Rewrite the lines of the records between the line containing "Every instance of the bird's head gets" and the line containing "148L264 137L253 126L236", inclusive, replacing "sample" with "template" and leaving everything else unchanged.

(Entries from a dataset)
==*==

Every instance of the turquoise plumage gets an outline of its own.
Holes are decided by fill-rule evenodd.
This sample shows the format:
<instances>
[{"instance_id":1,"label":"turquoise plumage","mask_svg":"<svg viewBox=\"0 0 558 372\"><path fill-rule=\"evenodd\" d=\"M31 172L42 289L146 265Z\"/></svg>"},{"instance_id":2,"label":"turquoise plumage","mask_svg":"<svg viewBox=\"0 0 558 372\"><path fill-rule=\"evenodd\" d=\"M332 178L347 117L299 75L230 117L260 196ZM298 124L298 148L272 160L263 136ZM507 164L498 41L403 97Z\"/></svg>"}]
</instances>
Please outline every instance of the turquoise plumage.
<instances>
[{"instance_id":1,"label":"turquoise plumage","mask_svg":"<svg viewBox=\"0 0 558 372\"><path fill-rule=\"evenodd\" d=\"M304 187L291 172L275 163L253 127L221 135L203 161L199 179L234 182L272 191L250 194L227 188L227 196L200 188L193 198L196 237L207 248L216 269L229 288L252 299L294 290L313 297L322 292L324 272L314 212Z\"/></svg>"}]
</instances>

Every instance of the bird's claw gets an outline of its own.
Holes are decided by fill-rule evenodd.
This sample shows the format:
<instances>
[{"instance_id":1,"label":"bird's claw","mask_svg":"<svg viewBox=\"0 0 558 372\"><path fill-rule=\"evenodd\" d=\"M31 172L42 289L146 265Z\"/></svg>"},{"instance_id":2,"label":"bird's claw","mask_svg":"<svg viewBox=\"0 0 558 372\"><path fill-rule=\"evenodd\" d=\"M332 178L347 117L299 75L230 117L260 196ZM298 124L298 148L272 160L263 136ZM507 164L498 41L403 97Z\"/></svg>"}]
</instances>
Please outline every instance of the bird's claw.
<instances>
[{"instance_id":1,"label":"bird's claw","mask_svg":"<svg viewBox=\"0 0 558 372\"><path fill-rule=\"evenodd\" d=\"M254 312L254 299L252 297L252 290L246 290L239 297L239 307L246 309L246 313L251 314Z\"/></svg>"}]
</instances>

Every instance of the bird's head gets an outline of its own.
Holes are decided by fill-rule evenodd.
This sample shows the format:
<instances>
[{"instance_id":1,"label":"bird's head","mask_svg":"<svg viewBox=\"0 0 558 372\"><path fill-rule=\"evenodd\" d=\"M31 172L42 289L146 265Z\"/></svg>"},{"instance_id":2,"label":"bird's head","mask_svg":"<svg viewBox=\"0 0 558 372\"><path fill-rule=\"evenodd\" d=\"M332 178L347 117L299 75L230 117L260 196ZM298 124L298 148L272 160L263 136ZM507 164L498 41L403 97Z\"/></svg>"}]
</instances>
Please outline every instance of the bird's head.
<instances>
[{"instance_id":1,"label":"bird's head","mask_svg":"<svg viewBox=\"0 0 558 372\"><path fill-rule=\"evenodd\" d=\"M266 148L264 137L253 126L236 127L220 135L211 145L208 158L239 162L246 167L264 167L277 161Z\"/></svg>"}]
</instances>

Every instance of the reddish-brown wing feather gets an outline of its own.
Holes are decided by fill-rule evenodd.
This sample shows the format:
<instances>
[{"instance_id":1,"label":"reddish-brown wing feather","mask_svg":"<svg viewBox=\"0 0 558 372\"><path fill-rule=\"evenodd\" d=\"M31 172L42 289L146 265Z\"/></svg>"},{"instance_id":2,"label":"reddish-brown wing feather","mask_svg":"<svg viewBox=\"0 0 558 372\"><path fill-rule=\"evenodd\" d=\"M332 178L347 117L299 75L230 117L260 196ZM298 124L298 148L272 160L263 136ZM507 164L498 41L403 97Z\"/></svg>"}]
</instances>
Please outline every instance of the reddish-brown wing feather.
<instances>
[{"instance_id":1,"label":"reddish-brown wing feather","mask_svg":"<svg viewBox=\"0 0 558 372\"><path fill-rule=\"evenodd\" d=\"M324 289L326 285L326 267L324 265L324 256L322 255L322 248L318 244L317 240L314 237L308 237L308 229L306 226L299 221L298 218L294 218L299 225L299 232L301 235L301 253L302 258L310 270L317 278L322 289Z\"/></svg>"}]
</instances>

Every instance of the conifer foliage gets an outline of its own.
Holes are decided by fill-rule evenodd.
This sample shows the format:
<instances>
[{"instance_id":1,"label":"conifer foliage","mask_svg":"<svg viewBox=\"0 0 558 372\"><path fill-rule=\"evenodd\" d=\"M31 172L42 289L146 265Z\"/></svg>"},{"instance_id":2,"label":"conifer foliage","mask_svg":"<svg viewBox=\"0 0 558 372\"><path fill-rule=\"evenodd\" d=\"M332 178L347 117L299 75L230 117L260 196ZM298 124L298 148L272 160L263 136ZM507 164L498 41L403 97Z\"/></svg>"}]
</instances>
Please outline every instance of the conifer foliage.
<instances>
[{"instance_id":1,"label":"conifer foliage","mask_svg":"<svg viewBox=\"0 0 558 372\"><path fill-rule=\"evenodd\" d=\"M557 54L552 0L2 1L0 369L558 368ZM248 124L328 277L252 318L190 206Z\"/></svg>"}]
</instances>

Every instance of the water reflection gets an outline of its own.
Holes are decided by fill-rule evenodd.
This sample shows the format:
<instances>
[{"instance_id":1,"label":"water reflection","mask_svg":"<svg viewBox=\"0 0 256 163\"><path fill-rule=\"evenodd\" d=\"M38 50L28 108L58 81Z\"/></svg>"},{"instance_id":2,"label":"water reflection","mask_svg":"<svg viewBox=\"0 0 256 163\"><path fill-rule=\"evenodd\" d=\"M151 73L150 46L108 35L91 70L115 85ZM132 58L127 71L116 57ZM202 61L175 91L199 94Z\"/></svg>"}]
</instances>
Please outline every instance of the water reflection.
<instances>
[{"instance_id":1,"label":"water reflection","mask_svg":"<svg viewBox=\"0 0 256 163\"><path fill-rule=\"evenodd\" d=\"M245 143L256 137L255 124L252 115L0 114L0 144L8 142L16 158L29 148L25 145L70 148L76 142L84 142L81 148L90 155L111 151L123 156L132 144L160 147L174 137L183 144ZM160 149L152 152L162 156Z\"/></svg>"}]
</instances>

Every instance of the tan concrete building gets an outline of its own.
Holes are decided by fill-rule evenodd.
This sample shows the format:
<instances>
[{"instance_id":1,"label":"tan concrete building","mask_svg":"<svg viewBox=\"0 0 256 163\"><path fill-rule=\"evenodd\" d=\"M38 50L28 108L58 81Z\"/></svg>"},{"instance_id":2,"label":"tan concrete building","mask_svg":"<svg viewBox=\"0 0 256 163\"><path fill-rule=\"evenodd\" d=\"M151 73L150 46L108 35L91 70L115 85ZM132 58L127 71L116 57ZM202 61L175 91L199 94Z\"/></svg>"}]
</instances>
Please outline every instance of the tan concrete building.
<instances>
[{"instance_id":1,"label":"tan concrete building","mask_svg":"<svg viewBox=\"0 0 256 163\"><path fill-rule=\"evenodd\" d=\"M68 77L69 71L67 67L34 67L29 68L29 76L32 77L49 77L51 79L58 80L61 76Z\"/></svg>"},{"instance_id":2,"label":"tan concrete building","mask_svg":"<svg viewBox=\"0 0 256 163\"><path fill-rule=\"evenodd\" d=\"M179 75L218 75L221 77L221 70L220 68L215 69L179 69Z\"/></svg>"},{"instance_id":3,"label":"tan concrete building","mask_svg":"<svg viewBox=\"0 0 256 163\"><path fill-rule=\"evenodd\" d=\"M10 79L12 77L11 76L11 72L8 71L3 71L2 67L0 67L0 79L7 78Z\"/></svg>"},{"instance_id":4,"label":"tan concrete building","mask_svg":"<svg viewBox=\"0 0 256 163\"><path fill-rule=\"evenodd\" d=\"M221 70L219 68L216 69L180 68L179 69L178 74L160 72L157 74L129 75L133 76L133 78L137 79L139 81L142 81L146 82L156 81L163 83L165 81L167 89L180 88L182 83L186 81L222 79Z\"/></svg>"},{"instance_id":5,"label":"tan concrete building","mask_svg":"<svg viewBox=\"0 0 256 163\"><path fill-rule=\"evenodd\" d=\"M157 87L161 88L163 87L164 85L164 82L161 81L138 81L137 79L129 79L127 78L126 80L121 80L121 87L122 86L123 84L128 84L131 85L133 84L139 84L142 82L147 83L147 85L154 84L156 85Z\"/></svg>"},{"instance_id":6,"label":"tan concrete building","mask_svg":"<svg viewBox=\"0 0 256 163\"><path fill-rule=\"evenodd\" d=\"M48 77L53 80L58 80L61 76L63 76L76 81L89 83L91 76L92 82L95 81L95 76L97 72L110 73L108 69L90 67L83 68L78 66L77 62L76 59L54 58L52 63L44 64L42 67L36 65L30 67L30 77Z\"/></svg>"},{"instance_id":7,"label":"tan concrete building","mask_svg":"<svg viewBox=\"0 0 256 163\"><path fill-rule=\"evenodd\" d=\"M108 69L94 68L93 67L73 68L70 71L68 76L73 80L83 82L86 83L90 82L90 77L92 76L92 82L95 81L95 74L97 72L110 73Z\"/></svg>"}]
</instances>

==*==

> [Result]:
Every instance of the bird's head gets an outline of its own.
Holes are decided by fill-rule evenodd.
This template shows the format:
<instances>
[{"instance_id":1,"label":"bird's head","mask_svg":"<svg viewBox=\"0 0 558 372\"><path fill-rule=\"evenodd\" d=\"M31 172L42 289L146 265Z\"/></svg>"},{"instance_id":2,"label":"bird's head","mask_svg":"<svg viewBox=\"0 0 558 372\"><path fill-rule=\"evenodd\" d=\"M332 178L347 117L299 75L230 117L260 196ZM298 124L298 148L272 160L263 136ZM507 164L498 41L403 97Z\"/></svg>"}]
</instances>
Please outline every instance of the bird's head.
<instances>
[{"instance_id":1,"label":"bird's head","mask_svg":"<svg viewBox=\"0 0 558 372\"><path fill-rule=\"evenodd\" d=\"M266 148L264 137L253 126L236 127L220 135L211 145L208 158L239 162L246 167L264 167L277 161Z\"/></svg>"}]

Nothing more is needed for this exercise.